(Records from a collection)
^^^^

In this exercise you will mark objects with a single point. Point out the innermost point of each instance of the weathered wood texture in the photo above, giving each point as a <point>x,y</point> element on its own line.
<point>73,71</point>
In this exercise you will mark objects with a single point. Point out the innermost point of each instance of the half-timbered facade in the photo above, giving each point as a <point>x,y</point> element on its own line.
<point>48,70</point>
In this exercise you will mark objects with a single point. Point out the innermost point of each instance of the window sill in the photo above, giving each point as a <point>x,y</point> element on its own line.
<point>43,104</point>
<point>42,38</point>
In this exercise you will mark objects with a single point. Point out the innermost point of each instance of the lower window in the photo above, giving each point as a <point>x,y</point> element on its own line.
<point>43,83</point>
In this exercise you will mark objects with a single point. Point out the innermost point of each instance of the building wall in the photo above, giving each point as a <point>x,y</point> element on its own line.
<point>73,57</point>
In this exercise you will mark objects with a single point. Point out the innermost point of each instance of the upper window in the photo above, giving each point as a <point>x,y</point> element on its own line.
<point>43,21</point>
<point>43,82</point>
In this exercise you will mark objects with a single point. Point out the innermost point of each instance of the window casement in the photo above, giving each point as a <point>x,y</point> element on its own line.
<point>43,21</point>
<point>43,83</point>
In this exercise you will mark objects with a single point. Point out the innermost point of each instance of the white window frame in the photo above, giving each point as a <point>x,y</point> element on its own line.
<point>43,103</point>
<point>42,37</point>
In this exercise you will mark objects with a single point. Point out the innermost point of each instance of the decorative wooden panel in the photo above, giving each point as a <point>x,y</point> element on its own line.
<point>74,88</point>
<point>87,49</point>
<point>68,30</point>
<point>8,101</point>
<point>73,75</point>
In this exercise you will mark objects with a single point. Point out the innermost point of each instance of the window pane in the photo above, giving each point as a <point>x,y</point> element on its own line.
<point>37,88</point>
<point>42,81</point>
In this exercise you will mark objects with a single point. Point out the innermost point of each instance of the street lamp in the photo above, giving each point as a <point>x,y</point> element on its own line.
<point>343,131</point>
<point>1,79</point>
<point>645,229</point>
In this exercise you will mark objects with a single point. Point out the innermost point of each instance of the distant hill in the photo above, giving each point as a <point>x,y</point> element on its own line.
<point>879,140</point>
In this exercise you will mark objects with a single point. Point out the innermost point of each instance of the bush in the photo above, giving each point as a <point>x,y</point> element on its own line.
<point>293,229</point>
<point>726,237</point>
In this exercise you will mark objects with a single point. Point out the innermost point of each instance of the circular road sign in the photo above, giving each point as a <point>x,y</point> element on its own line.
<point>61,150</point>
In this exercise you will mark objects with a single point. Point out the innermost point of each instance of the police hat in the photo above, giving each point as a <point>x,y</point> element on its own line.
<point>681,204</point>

^^^^

WHAT IS ASKED
Format the lines of the listing above as a numbered list, omitting any blank lines.

EXERCISE SOLUTION
1. In this exercise you will mark objects with a single point. Point out the innermost point of each instance of the weathered wood texture in the photo above, giving each point as a <point>x,y</point> element on its own line.
2. <point>73,71</point>
3. In this exercise you will mark objects with a single point. Point out the innermost point of each instance of the half-timbered facade in the photo above, giving each point as a <point>x,y</point> element on its own line.
4. <point>48,70</point>
5. In this exercise you will mark objects with a single point. Point out the innermost point of each instance of the window sill in the photo above, giving each point as a <point>x,y</point> element on its own line.
6. <point>43,104</point>
7. <point>42,38</point>
8. In this exercise you will mark objects with a single point. Point out the innermost point of each instance of the lower window in the photo above, giving each point as a <point>x,y</point> element on its own line.
9. <point>43,83</point>
10. In this exercise you will mark objects with a single point. Point out the innermost point of each instance of the building wall in the photo above, giving each point as a <point>x,y</point> element on its own line.
11. <point>73,57</point>
12. In this exercise you will mark objects with a single point. Point out the innermost point of each instance of the upper window in the photo above, giving each point as a <point>x,y</point> element on its own line.
13. <point>43,21</point>
14. <point>43,82</point>
15. In this exercise you will mark objects with a single point. Point out the innermost point of each instance of the window casement in the photo above, giving each point as a <point>x,y</point> element on its own line.
16. <point>43,21</point>
17. <point>43,83</point>
18. In this exercise you will mark objects with a single point. Point out the innermost point of each instance of the white window frame in the photo above, giving each point as a <point>x,y</point> element on its own line.
19. <point>43,103</point>
20. <point>42,37</point>
21. In this exercise you will mark objects with a single point. Point out the innermost point of each instance of the decorative wooden panel in the photo above, giving each point as a <point>x,y</point> element on its own line.
22. <point>74,88</point>
23. <point>87,49</point>
24. <point>68,30</point>
25. <point>8,101</point>
26. <point>73,75</point>
27. In this exercise you will mark objects with a single point. Point out the innermost point of each instance of the window pane in the photo above, giving each point as a <point>x,y</point> element on its own line.
28. <point>37,88</point>
29. <point>42,81</point>
30. In this exercise you will mark objects with a single point. Point out the innermost point of each instance of the street lamp in the photo above, giving each point as a <point>x,y</point> element on its own line.
31. <point>343,131</point>
32. <point>1,79</point>
33. <point>645,229</point>
34. In this exercise you will mark objects with a single point. Point out the innermost point of each instance of the distant hill in the photo above, giving each point as a <point>x,y</point> element on its own line.
35. <point>879,140</point>
36. In this exercise you will mark objects with a single point. Point out the innermost point of each instance of the bush in the photo above, giving each point as a <point>x,y</point> element on its own line.
37. <point>293,229</point>
38. <point>726,237</point>
39. In this exercise you will mark objects with a single point. Point out the innermost point of each instance of the circular road sign in the photo above, giving each point as a <point>x,y</point> element on its own line.
40. <point>61,150</point>
41. In this exercise you will mark objects with a single point. Point out the innermost point of each instance of the police hat in the photo above, giving each point as a <point>x,y</point> element on its own line.
42. <point>681,204</point>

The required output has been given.